::: Texte retenu :::

Afin de lutter contre les difficultés d'accès à l'avortement dans certains territoires en manque de médecins, les sages-femmes vont être autorisées à pratiquer l'interruption volontaire de grossesse (IVG) en milieu hospitalier.
Un décret généralisant cette pratique jusqu'ici expérimentale est paru le 17 décembre au « Journal officiel ». Il entre en application au lendemain de sa publication. Cette nouvelle compétence accordée aux sages-femmes a été expérimentée tout au long de l'année 2023 dans 26 établissements pilotes.
Cette évolution du champ d'action des sages-femmes répond à une demande de la profession faite à l'occasion de l'élection présidentielle de 2022.
Toujours un médecin dans le coin
Désormais, les sages-femmes pourront comme les médecins pratiquer l'IVG instrumentale jusqu'à seize semaines d'aménorrhée, soit quatorze semaines de grossesse.
L'article premier du décret précise que les professionnelles ne pourront pratiquer une IVG instrumentale que dans des établissements un minimum pourvu en médecins. « L'organisation de l'établissement de santé permet l'intervention, sur site et dans des délais compatibles avec les impératifs de sécurité des soins, d'un médecin compétent en matière d'interruptions volontaires de grossesse par méthode instrumentale, d'un gynécologue-obstétricien et d'un anesthésiste-réanimateur, lit-on. Elle permet la prise en charge, sur site ou par convention avec un autre établissement de santé, des embolisations artérielles, dans des délais compatibles avec les impératifs de sécurité des soins, par des médecins justifiant d'une formation et d'une expérience dans la pratique de ces actes. »
Le gouvernement a également décidé d’une revalorisation de 25 % des tarifs versés aux établissements de santé pour la réalisation des IVG, qui n’avaient pas été revus depuis 2016.
Le ministre de la Santé, Aurélien Rousseau, a salué sur le réseau social X (ex-Twitter) « une avancée concrète pour un droit à protéger tous les jours ».

::: Contenu des données :::

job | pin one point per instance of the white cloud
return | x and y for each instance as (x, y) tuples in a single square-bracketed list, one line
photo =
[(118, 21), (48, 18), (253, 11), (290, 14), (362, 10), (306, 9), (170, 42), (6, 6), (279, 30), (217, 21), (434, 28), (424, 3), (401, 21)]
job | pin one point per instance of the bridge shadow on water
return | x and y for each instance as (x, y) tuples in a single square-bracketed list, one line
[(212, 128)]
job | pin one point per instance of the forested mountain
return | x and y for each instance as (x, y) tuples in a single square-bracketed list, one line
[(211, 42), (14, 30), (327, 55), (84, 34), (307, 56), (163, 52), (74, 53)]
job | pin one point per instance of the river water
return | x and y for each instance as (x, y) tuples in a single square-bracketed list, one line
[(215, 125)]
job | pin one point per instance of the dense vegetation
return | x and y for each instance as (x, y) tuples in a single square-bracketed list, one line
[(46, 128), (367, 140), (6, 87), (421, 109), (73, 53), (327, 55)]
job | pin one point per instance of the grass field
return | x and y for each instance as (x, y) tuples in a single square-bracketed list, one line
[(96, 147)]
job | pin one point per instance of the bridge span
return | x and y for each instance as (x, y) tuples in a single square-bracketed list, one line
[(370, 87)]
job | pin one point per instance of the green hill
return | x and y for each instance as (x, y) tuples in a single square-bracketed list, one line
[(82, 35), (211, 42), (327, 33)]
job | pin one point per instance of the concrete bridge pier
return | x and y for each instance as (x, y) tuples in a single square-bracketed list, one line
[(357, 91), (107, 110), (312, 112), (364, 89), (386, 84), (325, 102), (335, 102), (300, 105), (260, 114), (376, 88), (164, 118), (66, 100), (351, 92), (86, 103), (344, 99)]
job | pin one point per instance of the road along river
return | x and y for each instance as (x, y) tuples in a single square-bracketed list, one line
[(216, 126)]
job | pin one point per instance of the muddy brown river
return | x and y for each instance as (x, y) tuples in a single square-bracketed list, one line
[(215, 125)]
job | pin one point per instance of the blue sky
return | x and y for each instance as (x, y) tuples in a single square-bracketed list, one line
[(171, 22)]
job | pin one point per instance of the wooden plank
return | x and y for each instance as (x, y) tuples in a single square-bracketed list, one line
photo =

:::

_Travail à faire_.
1. D'après le texte sur l'IVG pratiquée par les sages-femmes, dans combien d'établissements pilotes cette nouvelle compétence a-t-elle été expérimentée en 2023 ?
2. Selon le texte sur l'IVG pratiquée par les sages-femmes, quels professionnels l'organisation de l'établissement doit-elle permettre de faire intervenir sur site ? Donnez-les tous.

_Réponses par numéro_.
1. Dans 26 établissements pilotes.

2. Un médecin compétent en matière d'interruptions volontaires de grossesse par méthode instrumentale, un gynécologue-obstétricien et un anesthésiste-réanimateur.